● Work to do
Rewrite all of the lines below, requests included, multiplying every polygon coordinate in the answers by 1.25 and rounding each to the nearest whole number, with halves rounded up. Leave the numbers in the requests and their format samples unchanged.

Dataset entries:
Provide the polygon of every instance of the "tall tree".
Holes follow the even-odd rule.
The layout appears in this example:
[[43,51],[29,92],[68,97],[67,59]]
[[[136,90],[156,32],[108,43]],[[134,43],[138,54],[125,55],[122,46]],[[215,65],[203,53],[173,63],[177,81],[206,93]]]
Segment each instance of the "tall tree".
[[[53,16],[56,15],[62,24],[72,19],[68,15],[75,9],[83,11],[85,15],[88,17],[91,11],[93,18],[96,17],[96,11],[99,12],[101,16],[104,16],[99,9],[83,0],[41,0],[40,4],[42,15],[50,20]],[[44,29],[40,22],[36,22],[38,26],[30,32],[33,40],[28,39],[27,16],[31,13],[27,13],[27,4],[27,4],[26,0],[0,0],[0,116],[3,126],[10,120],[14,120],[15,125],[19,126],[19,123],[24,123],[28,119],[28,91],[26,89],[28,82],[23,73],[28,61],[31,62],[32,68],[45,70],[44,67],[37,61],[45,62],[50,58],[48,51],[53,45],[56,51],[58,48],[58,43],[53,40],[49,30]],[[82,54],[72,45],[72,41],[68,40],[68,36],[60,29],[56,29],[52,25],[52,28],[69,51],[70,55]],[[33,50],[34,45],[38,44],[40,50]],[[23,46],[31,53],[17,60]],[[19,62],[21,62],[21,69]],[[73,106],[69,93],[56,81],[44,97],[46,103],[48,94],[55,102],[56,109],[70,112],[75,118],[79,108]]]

● Reply
Provide the polygon of every instance of the "tall tree".
Holes follow the even-odd rule.
The layout appears in this example:
[[43,51],[29,92],[68,97],[67,59]]
[[[136,90],[156,32],[108,43]],[[134,43],[138,54],[125,55],[122,46]],[[215,65],[203,53],[173,63],[177,81],[206,93]]]
Segment each instance of the "tall tree".
[[[66,20],[70,19],[78,30],[90,24],[85,19],[94,11],[104,14],[106,19],[110,21],[114,14],[116,23],[120,21],[120,14],[124,15],[126,20],[130,20],[124,11],[104,0],[51,0],[50,5],[53,19],[63,25]],[[55,36],[50,28],[45,28],[48,33],[38,40],[41,50],[35,49],[34,20],[39,16],[34,16],[34,5],[34,5],[33,0],[0,0],[0,145],[4,158],[13,150],[18,150],[19,156],[24,158],[24,154],[30,154],[35,149],[35,114],[33,111],[35,103],[29,91],[35,76],[39,78],[40,85],[56,88],[55,84],[46,76],[56,78],[63,73],[60,64],[66,56],[70,64],[73,60],[73,54],[66,50],[61,38]],[[103,68],[90,56],[90,51],[85,50],[85,45],[75,36],[70,36],[65,31],[65,35],[86,64],[88,69]],[[41,63],[43,56],[48,55],[50,63]],[[29,58],[39,66],[21,75]],[[24,78],[26,78],[26,86]],[[91,133],[86,116],[70,101],[55,121],[58,129],[60,118],[69,128],[70,136],[88,140],[94,148],[99,135]]]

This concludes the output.